● Directive 1: For each statement, (a), (b), and (c), say yes or no on whether it agrees with the BEAM GC exercise, and quote the deciding words from that exercise. (a) The fast worker pauses while garbage collection runs on the heavy worker. (b) Garbage collection is forced on both workers. (c) The discussion scenario includes 5 large aggregator processes.
● Directive 2: Reproduce the part of the BEAM GC exercise starting with "Discussion: In a" and going on through "Message Passing (BEAM)", renaming "aggregator" to "reporting".
● Directive 3: Write what comes next in the BEAM GC exercise, continuing after its last line.

● Text:
Per-Process GC and Isolation
Exercise 1: Per-Process Garbage Collection
Goal: Observe how per-process GC allows independent memory management without global pauses
Task 1.1: Create Processes with Different Memory Profiles
% Worker that allocates and holds large data
LargeHeapWorker = fun Loop(Data) ->
receive
{add_data, Size} ->
NewData = [lists:duplicate(Size, 0) | Data],
io:format("Worker heap now holds ~p items~n", [length(NewData)]),
Loop(NewData);
{gc_stats, From} ->
GCInfo = process_info(self(), [garbage_collection, memory]),
From ! {gc_stats, GCInfo},
Loop(Data)
end
end,
% Small, fast worker
FastWorker = fun Loop(Count) ->
receive
tick ->
Loop(Count + 1);
{count, From} ->
From ! {count, Count},
Loop(Count)
end
end,
Heavy = spawn(fun() -> LargeHeapWorker([]) end),
register(heavy, Heavy),
Fast = spawn(fun() -> FastWorker(0) end),
register(fast, Fast).Task 1.2: Trigger GC on One Process
% Load the heavy worker with data
[heavy ! {add_data, 10000} || _ <- lists:seq(1, 10)],
% Fast worker keeps ticking
[fast ! tick || _ <- lists:seq(1, 1000)],
% Force GC on heavy worker only
erlang:garbage_collect(Heavy),
% Check both processes
heavy ! {gc_stats, self()},
HeavyStats = receive {gc_stats, H} -> H after 1000 -> timeout end,
fast ! {count, self()},
FastCount = receive {count, C} -> C after 1000 -> timeout end,
io:format("Heavy worker GC stats: ~p~n", [HeavyStats]),
io:format("Fast worker processed: ~p ticks~n", [FastCount]).Observe: The heavy worker’s GC runs independently. The fast worker never pauses. Compare this to stop-the-world GC in shared-heap systems.
Discussion: In a payment processing system with 10,000 connection processes and 5 large aggregator processes, how does per-process GC prevent GC pauses from affecting latency-sensitive connections?
OOP State Sharing vs Process Isolation
Exercise 2: Shared State Corruption (OOP) vs Message Passing (BEAM)
Goal: Demonstrate the fundamental architectural difference between shared mutable state and isolated processes
Task 2.1: Simulate Shared State Problems
In the BEAM, we have to simulate what shared state corruption looks like:
% Scenario: Counter with race condition (simulated)

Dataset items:

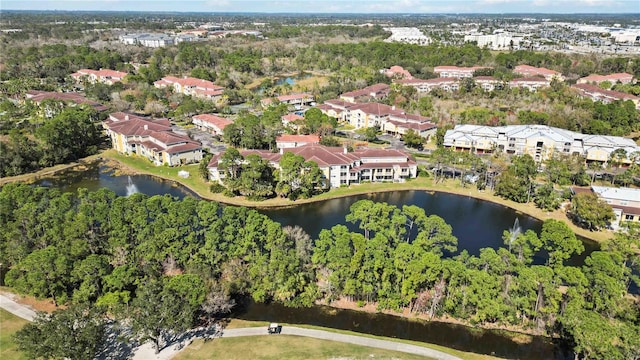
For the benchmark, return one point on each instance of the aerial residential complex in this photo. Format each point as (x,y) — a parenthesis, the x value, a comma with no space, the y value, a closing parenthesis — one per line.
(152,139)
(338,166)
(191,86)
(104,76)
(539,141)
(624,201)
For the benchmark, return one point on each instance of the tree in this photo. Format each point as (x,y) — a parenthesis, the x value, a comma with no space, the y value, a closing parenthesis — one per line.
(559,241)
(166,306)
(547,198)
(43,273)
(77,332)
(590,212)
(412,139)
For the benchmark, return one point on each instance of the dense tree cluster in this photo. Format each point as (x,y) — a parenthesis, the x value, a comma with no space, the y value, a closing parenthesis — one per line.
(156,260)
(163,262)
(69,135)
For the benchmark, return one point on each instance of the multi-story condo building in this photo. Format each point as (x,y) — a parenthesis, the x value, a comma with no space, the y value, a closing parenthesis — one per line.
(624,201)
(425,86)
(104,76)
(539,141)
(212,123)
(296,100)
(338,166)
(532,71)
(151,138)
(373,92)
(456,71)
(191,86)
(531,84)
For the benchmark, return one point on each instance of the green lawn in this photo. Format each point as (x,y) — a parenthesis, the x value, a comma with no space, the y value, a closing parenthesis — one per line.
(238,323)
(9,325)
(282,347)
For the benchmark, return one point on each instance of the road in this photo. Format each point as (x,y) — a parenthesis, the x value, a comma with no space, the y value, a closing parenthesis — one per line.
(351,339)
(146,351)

==

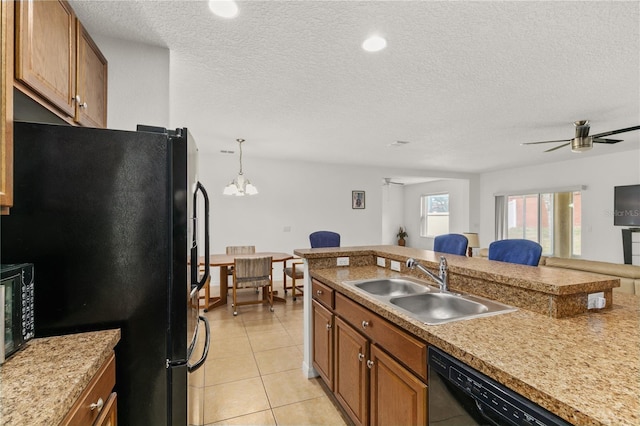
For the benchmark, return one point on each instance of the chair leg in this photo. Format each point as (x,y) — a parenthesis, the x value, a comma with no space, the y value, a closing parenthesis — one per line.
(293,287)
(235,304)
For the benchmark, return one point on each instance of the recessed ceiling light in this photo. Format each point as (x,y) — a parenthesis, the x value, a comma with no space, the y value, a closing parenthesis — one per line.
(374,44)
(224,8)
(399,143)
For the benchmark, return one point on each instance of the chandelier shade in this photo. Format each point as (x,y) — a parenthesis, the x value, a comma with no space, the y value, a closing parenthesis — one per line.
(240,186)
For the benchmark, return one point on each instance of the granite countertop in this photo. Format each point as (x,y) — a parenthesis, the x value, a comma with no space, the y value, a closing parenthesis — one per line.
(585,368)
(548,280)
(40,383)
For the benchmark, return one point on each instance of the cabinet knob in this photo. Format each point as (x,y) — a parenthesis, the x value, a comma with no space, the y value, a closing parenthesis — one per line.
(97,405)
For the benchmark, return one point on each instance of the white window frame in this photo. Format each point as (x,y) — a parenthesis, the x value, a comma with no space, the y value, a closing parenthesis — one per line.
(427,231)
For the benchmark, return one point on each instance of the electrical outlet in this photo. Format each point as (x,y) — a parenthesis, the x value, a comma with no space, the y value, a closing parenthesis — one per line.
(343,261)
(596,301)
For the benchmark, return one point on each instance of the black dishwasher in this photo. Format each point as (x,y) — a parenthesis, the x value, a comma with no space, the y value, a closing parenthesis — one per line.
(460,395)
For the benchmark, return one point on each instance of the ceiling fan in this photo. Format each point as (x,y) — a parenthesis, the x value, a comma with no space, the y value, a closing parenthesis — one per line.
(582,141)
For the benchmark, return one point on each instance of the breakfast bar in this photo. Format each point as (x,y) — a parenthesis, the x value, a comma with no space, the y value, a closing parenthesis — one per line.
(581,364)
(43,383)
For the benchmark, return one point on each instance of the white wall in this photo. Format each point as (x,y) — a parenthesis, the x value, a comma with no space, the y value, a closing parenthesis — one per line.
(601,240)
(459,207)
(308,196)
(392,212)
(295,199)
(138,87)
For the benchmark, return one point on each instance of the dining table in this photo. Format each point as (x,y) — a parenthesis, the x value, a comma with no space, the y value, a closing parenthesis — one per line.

● Answer 1:
(a) No: "The fast worker never pauses."
(b) No: "Force GC on heavy worker only"
(c) Yes: "5 large aggregator processes"

● Answer 2:
Discussion: In a payment processing system with 10,000 connection processes and 5 large reporting processes, how does per-process GC prevent GC pauses from affecting latency-sensitive connections?
OOP State Sharing vs Process Isolation
Exercise 2: Shared State Corruption (OOP) vs Message Passing (BEAM)

● Answer 3:
% In OOP: Multiple threads increment shared counter
% Problem: Read-modify-write race
SharedCounterSimulation = fun() ->
% Process simulates shared memory with race condition
Counter = ets:new(counter, [public, set]),
ets:insert(Counter, {value, 0}),
% Multiple "threads" trying to increment
IncrementRace = fun() ->
% Read
[{value, Current}] = ets:lookup(Counter, value),
% Simulate time between read and write
timer:sleep(1),
% Write
ets:insert(Counter, {value, Current + 1})
end,
% Spawn 10 concurrent "threads"
Pids = [spawn(IncrementRace) || _ <- lists:seq(1, 10)],
% Wait for all to finish
timer:sleep(50),
[{value, Final}] = ets:lookup(Counter, value),
io:format("Expected: 10, Got: ~p (race condition!)~n", [Final]),
ets:delete(Counter)
end,
SharedCounterSimulation().Task 2.2: BEAM Process Isolation Solution
% Counter as isolated process
CounterProcess = fun Loop(Count) ->
receive
{increment, From} ->
NewCount = Count + 1,
From ! {ok, NewCount},
Loop(NewCount);
{get, From} ->
From ! {value, Count},
Loop(Count);
stop -> ok
end
end,
Counter = spawn(fun() -> CounterProcess(0) end),
register(counter, Counter),
% Multiple processes send increment messages
[spawn(fun() ->
counter ! {increment, self()},
receive {ok, _} -> ok after 1000 -> timeout end
end) || _ <- lists:seq(1, 10)],
timer:sleep(50),
% Get final value
counter ! {get, self()},
FinalValue = receive {value, V} -> V after 1000 -> timeout end,
io:format("Expected: 10, Got: ~p (no race!)~n", [FinalValue]).Observe: Process isolation eliminates race conditions. The counter serializes all updates through its mailbox.
Discussion: In OOP, you’d use locks (mutexes, semaphores). What are the costs? Deadlocks? Contention? How does BEAM’s message-passing model trade performance for correctness and simplicity?
Scheduler Behavior and Reductions
Exercise 3: Reduction-Based Preemption
Goal: Understand how the BEAM scheduler ensures fairness through reduction counting
Task 3.1: Long-Running Computation
% Function that consumes many reductions
BusyWork = fun Loop(0) -> done;
Loop(N) -> Loop(N - 1)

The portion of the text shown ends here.